┌─ Data for this exercise

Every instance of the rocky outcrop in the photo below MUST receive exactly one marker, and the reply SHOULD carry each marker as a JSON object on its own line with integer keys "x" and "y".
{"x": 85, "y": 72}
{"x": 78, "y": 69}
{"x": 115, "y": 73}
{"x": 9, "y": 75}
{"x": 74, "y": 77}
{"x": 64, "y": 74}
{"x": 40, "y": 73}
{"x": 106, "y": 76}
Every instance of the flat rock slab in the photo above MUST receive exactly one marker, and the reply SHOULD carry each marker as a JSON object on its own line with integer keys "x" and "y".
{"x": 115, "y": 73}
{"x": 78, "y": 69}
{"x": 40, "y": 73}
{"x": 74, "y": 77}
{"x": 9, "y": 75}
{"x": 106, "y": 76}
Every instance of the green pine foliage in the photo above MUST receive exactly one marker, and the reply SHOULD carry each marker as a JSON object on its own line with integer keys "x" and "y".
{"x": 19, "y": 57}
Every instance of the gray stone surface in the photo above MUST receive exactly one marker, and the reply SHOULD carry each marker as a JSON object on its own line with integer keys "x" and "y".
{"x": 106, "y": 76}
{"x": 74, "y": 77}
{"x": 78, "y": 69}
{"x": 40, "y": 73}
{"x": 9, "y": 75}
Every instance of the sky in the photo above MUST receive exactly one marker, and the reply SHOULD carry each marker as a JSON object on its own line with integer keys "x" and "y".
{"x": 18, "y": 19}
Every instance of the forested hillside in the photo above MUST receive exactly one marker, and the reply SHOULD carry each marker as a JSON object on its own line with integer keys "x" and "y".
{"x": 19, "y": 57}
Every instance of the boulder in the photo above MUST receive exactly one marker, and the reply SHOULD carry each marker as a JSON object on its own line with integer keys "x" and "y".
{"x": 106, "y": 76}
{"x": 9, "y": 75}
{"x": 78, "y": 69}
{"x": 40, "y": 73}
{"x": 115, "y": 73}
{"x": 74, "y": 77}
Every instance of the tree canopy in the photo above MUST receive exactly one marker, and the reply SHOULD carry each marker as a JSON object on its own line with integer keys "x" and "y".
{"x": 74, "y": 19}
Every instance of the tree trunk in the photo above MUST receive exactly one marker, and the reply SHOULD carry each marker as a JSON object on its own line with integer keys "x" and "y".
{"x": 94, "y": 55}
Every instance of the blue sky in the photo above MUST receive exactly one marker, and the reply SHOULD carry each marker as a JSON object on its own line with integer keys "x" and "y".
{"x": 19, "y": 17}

└─

Objective =>
Can you write out the stretch from the line containing "Every instance of the tree trunk" through the end of the records again, swapping "marker" for "point" and leaving everything else unchanged?

Exercise solution =>
Every instance of the tree trunk in the photo above MUST receive exactly one point, and the reply SHOULD carry each point as a JSON object on its own line with integer keys "x" and "y".
{"x": 94, "y": 55}
Every instance of the blue sky in the photo above MUST receive exactly one point, and the reply SHOULD carry each point as a JSON object on its own line with integer keys "x" and "y".
{"x": 19, "y": 17}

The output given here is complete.